** Provided entries follows **
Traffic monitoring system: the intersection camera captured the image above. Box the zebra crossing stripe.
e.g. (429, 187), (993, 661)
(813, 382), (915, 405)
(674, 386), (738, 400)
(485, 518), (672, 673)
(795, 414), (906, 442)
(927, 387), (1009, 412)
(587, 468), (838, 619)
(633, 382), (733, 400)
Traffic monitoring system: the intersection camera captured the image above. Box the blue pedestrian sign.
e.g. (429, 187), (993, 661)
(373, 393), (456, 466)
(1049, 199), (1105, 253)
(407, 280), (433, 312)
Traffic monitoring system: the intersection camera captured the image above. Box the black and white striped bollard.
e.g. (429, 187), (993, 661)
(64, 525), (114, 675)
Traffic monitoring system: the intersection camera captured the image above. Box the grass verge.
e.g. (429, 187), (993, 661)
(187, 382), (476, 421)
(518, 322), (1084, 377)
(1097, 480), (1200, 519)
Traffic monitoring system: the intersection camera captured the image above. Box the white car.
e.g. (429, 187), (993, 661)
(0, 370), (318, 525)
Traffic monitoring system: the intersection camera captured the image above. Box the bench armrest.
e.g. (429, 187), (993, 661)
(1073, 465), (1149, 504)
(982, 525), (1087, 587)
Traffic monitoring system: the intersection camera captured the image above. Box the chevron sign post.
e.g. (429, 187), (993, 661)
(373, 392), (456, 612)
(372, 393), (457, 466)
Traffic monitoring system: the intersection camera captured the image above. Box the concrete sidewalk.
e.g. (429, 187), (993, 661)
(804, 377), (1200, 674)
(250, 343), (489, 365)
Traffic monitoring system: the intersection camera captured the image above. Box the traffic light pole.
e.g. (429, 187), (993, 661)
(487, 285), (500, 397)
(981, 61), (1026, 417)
** End of Provided entries **
**Exercise directions**. Your answer should be a single number: how many lines of the material contain "sign".

**Your solution**. 2